> **What needs to be done**
Each record is to be printed again exactly, though not its pictures.

> **Records**
***
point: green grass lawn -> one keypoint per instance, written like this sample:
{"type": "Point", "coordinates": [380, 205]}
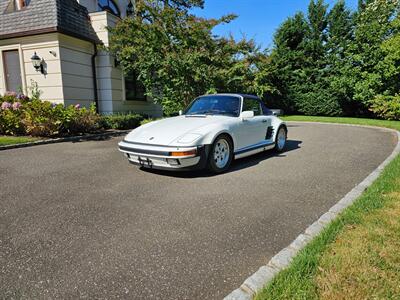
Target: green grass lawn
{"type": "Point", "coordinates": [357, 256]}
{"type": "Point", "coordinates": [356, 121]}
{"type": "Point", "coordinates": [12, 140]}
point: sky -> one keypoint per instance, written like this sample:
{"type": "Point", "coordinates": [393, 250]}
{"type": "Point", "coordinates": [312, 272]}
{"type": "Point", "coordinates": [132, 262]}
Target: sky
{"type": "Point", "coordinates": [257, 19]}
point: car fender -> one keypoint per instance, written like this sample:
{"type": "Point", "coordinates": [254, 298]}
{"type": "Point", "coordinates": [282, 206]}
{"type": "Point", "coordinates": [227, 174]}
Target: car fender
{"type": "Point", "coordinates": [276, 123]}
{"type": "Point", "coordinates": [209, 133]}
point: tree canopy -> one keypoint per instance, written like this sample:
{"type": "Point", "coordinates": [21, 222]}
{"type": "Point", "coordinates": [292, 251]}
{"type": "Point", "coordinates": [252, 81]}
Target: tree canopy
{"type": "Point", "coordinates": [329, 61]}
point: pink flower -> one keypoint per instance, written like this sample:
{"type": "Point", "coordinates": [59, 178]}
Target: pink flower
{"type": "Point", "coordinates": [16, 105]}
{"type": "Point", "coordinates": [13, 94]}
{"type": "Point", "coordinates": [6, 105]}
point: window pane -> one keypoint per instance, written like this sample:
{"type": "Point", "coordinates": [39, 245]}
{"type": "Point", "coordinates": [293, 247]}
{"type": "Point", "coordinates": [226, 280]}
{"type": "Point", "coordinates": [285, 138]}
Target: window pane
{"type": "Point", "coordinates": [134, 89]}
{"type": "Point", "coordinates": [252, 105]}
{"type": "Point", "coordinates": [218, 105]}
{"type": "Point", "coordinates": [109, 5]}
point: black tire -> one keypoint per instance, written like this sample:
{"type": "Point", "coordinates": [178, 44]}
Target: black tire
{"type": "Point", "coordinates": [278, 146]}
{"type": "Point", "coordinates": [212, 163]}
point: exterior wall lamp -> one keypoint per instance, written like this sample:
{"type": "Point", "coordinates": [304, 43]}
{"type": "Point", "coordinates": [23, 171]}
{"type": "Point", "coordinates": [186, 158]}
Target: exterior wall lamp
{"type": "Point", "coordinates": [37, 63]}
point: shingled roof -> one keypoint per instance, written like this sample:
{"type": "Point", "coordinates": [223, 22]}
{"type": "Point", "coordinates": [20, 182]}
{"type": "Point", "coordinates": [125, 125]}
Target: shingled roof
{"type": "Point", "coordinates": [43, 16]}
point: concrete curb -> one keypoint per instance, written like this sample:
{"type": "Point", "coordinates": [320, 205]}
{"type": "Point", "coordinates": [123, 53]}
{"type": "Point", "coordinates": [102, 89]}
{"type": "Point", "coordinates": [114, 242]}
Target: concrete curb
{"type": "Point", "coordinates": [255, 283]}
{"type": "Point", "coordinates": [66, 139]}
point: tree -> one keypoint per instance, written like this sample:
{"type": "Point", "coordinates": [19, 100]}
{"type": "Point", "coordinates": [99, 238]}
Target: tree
***
> **Answer to this problem**
point: green grass lawn -> one keypoint per instance, written like this sample:
{"type": "Point", "coordinates": [380, 205]}
Target: green grass lawn
{"type": "Point", "coordinates": [357, 256]}
{"type": "Point", "coordinates": [356, 121]}
{"type": "Point", "coordinates": [12, 140]}
point: sky -> one keypoint per instance, written like this sample:
{"type": "Point", "coordinates": [393, 250]}
{"type": "Point", "coordinates": [312, 272]}
{"type": "Point", "coordinates": [132, 262]}
Target: sky
{"type": "Point", "coordinates": [257, 19]}
point: car fender -> one keypoint per instance, written like this sample:
{"type": "Point", "coordinates": [254, 298]}
{"type": "Point", "coordinates": [282, 206]}
{"type": "Point", "coordinates": [227, 174]}
Target: car fender
{"type": "Point", "coordinates": [276, 123]}
{"type": "Point", "coordinates": [209, 133]}
point: tree canopy -> one keypoint per instance, written like this sample:
{"type": "Point", "coordinates": [21, 222]}
{"type": "Point", "coordinates": [292, 251]}
{"type": "Point", "coordinates": [252, 81]}
Target: tree canopy
{"type": "Point", "coordinates": [329, 61]}
point: pink flower -> one keypoint per instance, written like this sample:
{"type": "Point", "coordinates": [59, 178]}
Target: pink flower
{"type": "Point", "coordinates": [16, 105]}
{"type": "Point", "coordinates": [13, 94]}
{"type": "Point", "coordinates": [6, 105]}
point: window pane -> one keypoint per instance, written like this sample:
{"type": "Point", "coordinates": [39, 245]}
{"type": "Point", "coordinates": [293, 247]}
{"type": "Point", "coordinates": [226, 280]}
{"type": "Point", "coordinates": [285, 138]}
Target: window pane
{"type": "Point", "coordinates": [134, 89]}
{"type": "Point", "coordinates": [252, 105]}
{"type": "Point", "coordinates": [218, 105]}
{"type": "Point", "coordinates": [109, 5]}
point: black tire -> one keypoint per instance, written like this sample:
{"type": "Point", "coordinates": [178, 44]}
Target: black tire
{"type": "Point", "coordinates": [278, 146]}
{"type": "Point", "coordinates": [212, 163]}
point: exterior wall lamp -> one keypoint per instance, written like this sample:
{"type": "Point", "coordinates": [304, 43]}
{"type": "Point", "coordinates": [23, 171]}
{"type": "Point", "coordinates": [186, 158]}
Target: exterior wall lamp
{"type": "Point", "coordinates": [37, 63]}
point: shingled roof -> one keypoint per instance, written like this sample:
{"type": "Point", "coordinates": [223, 22]}
{"type": "Point", "coordinates": [20, 182]}
{"type": "Point", "coordinates": [125, 125]}
Target: shingled roof
{"type": "Point", "coordinates": [43, 16]}
point: concrete curb -> one keypoint per instance, written like this sample:
{"type": "Point", "coordinates": [320, 205]}
{"type": "Point", "coordinates": [123, 53]}
{"type": "Point", "coordinates": [102, 89]}
{"type": "Point", "coordinates": [114, 242]}
Target: concrete curb
{"type": "Point", "coordinates": [255, 283]}
{"type": "Point", "coordinates": [66, 139]}
point: tree -> one keypoint per instance, written like this sample:
{"type": "Point", "coordinates": [19, 100]}
{"type": "Point", "coordinates": [99, 238]}
Target: tree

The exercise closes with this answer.